[Data extracted from a collection]
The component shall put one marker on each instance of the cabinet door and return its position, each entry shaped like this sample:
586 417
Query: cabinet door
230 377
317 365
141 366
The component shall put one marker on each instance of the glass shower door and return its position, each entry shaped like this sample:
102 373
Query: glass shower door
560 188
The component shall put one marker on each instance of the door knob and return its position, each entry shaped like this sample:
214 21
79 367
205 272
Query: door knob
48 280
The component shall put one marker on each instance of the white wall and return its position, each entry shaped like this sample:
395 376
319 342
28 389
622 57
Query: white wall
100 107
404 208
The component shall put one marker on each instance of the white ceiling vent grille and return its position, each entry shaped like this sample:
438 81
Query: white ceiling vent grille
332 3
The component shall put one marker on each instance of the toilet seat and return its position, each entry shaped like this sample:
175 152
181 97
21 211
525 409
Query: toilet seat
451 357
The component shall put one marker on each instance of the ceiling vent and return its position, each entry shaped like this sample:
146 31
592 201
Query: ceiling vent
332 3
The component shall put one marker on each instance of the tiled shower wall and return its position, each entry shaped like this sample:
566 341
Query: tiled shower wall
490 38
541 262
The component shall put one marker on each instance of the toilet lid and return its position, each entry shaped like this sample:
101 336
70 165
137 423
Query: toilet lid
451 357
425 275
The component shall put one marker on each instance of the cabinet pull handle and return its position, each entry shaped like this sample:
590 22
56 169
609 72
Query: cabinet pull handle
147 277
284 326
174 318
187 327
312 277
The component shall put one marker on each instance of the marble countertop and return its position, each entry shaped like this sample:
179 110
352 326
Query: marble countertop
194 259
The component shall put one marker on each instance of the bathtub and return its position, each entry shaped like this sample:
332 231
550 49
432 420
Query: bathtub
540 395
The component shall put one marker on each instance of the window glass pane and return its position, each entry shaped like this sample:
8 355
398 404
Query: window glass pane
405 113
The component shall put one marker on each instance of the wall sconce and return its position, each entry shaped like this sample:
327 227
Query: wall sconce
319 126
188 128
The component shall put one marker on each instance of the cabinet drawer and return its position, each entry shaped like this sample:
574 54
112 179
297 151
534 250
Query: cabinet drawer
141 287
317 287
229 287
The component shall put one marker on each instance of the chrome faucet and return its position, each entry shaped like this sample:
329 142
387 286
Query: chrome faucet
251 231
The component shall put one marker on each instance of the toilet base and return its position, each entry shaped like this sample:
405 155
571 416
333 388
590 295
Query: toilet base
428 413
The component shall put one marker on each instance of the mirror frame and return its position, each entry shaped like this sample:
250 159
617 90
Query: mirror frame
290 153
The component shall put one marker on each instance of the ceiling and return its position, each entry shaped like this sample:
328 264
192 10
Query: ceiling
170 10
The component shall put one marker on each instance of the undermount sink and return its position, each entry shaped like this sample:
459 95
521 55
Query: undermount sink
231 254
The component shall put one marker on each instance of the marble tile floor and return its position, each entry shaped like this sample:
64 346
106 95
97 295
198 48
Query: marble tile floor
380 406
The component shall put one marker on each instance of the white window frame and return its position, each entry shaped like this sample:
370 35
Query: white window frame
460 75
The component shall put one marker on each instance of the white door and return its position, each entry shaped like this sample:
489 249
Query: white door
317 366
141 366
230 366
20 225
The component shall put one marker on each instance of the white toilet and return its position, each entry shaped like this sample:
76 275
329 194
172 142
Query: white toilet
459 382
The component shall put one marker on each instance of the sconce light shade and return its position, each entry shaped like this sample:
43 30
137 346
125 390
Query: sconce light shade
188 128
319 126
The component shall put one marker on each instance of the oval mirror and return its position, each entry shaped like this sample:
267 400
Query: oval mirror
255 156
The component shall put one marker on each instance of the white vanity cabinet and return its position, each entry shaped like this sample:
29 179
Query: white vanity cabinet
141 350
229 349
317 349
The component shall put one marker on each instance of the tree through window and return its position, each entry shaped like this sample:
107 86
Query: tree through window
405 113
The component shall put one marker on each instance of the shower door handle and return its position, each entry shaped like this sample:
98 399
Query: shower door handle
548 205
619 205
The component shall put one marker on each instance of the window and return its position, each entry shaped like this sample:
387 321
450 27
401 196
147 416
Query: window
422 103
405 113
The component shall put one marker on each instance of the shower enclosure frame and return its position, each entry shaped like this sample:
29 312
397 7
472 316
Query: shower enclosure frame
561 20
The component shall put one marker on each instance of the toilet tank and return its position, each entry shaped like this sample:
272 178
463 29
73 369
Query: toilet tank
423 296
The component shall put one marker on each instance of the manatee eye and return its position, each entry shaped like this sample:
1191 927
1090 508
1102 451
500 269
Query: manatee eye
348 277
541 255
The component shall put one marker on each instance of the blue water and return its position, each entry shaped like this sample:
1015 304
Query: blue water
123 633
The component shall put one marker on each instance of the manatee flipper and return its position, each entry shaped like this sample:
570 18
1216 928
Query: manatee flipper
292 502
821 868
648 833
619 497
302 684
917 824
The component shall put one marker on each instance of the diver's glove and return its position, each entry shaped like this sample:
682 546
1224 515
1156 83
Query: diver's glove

Instructions to follow -> Each line from the one containing "the white vanity" to the end of the listing above should be copied exactly, and nothing else.

The answer ->
The component shall put one marker on each instance of the white vanity cabinet and return its position, each entry shaped like this sample:
29 179
Query: white vanity cabinet
141 350
229 349
317 349
The component shall put one marker on each instance of the tree through window and return its position, each entry shaped like this sample:
107 86
Query: tree through window
405 113
The component shall put one marker on each instance of the shower door handle and return its position, each entry shaped like this sample:
98 399
Query: shower door handle
548 205
619 205
The component shall put one marker on each instance of the window and return its position, each entry shaped like this sample:
387 321
450 27
401 196
147 416
Query: window
422 103
405 113
The component shall put one marker on each instance of the shower enclosure frame and return its position, each entry shaped like this sample:
29 312
397 7
472 316
Query: shower enclosure frame
561 20
The component shall put one marker on each instance of the toilet tank and return its position, each entry shaped like this sample:
272 178
463 29
73 369
Query: toilet tank
423 296
The component shall put one marker on each instance of the manatee eye and return its position, each entry shaped like this sample:
1191 927
1090 508
1102 451
500 269
Query: manatee eye
348 277
541 255
The component shall put one marker on each instance of the blue water and return its position, each entry shaped like this sample:
1015 304
Query: blue water
123 633
The component shall put one marker on each instance of the manatee flipper and return its position, each entry shaped like this sample:
570 18
1216 928
Query: manatee flipper
292 502
821 868
648 833
619 497
302 684
917 824
The component shall put one marker on each instance of the diver's glove and return its position, each entry shaped like this sample:
682 546
1224 515
1156 83
Query: diver's glove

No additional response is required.